__EXERCISE__: In the data that follows, find the line with "Shot-chart prep: mark the cloud"; transcribe it, every later line up to the one with "Target: paved lot", and that line as well, exactly and with no others.

[Point-per-instance localization data]
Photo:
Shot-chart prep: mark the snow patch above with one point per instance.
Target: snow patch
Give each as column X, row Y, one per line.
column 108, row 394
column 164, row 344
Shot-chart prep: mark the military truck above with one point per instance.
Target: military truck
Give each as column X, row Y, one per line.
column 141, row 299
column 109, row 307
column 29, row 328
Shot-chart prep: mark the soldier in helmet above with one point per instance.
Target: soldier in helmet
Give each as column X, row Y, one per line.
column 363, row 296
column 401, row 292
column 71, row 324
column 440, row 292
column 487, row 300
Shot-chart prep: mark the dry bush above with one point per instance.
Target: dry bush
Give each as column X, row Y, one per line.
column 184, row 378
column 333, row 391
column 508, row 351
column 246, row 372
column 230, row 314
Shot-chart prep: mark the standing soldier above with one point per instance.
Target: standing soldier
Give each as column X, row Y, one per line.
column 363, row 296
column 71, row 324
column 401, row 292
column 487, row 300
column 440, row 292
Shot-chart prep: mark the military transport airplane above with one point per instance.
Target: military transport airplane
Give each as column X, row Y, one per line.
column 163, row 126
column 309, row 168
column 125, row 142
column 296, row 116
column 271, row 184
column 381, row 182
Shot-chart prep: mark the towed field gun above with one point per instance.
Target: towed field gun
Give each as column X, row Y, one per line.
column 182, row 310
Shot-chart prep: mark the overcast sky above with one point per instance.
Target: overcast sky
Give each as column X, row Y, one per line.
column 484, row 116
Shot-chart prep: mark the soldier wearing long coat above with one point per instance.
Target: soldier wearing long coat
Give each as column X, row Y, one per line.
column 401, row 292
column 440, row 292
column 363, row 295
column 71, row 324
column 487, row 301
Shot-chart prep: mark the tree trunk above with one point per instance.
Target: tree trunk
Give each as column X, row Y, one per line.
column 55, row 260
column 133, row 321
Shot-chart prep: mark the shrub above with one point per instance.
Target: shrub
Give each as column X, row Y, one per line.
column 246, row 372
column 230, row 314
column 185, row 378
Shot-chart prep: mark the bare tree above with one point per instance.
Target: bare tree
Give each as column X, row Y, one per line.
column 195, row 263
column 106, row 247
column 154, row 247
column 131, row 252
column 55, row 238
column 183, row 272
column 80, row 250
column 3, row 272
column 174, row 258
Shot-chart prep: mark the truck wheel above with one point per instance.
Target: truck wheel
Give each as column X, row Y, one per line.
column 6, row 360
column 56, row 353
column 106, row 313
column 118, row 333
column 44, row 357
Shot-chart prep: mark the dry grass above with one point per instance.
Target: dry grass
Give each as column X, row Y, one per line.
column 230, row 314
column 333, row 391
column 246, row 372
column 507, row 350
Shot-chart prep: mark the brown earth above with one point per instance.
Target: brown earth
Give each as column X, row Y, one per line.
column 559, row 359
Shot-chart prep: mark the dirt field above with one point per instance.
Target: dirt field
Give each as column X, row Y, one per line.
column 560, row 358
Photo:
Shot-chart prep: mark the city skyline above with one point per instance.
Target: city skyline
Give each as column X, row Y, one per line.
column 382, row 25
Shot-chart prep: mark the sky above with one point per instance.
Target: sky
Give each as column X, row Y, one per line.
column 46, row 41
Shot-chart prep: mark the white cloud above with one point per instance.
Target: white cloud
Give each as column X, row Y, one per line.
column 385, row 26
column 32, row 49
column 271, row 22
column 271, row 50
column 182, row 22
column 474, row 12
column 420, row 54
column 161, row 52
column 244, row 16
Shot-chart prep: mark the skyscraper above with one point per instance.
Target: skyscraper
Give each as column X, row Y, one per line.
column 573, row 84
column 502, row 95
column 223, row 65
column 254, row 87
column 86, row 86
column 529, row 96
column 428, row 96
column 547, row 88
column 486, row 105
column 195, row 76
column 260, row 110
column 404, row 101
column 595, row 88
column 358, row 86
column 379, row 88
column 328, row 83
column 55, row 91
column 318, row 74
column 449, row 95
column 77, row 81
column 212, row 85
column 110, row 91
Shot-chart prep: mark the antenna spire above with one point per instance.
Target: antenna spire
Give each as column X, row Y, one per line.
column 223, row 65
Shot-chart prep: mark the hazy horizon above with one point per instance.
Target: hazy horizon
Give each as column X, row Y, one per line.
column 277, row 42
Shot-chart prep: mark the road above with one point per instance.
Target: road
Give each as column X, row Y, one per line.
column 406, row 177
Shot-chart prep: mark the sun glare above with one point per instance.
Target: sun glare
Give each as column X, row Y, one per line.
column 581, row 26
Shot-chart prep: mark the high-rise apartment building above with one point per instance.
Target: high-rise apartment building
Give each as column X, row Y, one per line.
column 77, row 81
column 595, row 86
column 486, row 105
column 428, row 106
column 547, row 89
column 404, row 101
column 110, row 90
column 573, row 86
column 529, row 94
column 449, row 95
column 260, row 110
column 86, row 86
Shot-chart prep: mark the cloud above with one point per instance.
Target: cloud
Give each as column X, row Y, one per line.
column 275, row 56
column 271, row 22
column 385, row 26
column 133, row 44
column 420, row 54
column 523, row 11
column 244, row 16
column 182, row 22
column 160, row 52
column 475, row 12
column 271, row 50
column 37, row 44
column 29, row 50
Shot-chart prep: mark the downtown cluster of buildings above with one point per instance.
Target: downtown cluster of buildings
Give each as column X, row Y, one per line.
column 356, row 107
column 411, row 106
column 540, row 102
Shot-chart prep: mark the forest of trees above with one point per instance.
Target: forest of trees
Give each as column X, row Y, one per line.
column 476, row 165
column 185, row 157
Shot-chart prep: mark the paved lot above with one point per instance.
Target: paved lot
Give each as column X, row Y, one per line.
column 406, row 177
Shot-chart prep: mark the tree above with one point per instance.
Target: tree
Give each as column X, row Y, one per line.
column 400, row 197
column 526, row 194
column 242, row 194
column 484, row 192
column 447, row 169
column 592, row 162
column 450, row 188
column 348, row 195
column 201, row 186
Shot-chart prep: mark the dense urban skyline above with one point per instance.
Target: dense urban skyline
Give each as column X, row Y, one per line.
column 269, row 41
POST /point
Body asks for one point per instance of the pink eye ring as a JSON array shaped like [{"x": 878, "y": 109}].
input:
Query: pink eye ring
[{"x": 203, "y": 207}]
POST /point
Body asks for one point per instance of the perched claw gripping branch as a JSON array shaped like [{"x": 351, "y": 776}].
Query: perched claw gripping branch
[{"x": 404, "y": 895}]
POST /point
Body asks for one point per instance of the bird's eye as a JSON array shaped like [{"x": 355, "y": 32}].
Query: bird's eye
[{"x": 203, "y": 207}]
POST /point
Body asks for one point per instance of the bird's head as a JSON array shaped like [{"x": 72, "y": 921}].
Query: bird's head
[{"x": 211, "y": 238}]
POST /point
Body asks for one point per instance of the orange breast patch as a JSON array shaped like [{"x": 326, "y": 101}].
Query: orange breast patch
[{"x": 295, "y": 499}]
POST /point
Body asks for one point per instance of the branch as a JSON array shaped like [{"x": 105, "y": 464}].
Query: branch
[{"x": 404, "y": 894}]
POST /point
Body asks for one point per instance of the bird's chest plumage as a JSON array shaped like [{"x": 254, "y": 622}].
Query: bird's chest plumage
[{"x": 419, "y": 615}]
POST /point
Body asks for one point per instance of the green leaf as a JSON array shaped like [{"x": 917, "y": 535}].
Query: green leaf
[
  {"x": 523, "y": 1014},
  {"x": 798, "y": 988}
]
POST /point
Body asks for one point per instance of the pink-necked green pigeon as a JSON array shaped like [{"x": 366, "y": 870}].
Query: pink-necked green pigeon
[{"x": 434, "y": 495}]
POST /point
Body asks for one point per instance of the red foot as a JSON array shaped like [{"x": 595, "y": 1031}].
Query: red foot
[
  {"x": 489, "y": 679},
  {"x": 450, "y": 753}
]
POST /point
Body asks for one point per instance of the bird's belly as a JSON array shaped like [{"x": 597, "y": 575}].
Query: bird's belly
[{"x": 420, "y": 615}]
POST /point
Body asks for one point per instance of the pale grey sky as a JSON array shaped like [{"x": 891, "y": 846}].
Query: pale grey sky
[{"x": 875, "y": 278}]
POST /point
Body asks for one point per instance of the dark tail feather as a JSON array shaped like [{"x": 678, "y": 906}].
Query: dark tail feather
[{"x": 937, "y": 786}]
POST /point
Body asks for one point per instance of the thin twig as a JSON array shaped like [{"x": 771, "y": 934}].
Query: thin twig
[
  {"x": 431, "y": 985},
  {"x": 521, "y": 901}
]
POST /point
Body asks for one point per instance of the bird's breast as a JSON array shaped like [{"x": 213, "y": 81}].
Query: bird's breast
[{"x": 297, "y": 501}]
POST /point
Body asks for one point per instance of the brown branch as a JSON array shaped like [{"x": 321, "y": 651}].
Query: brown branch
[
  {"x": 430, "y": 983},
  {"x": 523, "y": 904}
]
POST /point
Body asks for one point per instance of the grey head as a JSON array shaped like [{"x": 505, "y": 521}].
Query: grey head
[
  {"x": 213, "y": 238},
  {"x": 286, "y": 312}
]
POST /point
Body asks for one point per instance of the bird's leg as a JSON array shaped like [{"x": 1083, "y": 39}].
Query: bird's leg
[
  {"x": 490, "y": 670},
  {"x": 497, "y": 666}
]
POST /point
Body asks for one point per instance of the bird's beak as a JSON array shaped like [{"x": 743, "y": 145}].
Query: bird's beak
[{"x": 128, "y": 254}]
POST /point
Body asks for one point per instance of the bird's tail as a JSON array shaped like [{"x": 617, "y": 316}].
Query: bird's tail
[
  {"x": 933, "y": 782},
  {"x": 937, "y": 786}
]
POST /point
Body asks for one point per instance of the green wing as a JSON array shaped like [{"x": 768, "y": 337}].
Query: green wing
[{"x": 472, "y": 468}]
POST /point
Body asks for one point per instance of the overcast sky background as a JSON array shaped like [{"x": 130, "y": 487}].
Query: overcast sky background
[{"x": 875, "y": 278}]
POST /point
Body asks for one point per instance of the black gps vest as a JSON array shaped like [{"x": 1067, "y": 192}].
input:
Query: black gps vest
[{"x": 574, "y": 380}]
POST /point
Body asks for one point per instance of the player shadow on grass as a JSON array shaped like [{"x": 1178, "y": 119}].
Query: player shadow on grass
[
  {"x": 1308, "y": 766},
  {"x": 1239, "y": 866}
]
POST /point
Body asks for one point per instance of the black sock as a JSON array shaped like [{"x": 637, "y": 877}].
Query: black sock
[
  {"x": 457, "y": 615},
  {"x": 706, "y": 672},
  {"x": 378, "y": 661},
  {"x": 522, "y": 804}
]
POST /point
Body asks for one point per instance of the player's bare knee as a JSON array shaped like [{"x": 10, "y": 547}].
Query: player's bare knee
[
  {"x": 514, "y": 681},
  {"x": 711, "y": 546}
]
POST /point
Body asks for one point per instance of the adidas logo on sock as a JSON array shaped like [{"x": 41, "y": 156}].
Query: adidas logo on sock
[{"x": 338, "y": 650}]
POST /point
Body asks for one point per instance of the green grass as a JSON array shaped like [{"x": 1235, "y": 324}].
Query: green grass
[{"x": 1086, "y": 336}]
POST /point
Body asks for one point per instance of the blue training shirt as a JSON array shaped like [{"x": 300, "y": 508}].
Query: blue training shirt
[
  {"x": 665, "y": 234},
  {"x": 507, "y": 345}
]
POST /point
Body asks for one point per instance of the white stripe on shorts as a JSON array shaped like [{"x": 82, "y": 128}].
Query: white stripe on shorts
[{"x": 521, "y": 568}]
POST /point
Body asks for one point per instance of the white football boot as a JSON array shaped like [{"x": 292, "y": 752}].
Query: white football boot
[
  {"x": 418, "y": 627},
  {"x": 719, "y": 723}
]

__YOUR RESPONSE__:
Shot-chart prep: mark the cloud above with one point per instance.
Target: cloud
Give each as column X, row Y, one per line.
column 275, row 56
column 271, row 22
column 385, row 26
column 133, row 44
column 420, row 54
column 523, row 11
column 244, row 16
column 182, row 22
column 160, row 52
column 475, row 12
column 271, row 50
column 37, row 44
column 29, row 50
Shot-chart prep: mark the downtown cluster of buildings above with one point per instance.
Target: downtown cluster of buildings
Give each as column X, row Y, one per line.
column 356, row 107
column 411, row 106
column 540, row 102
Shot-chart prep: mark the forest of trees above with one point per instance.
Target: forest of trees
Give each as column X, row Y, one per line.
column 476, row 165
column 185, row 157
Shot-chart prep: mark the paved lot above with one point per instance.
Target: paved lot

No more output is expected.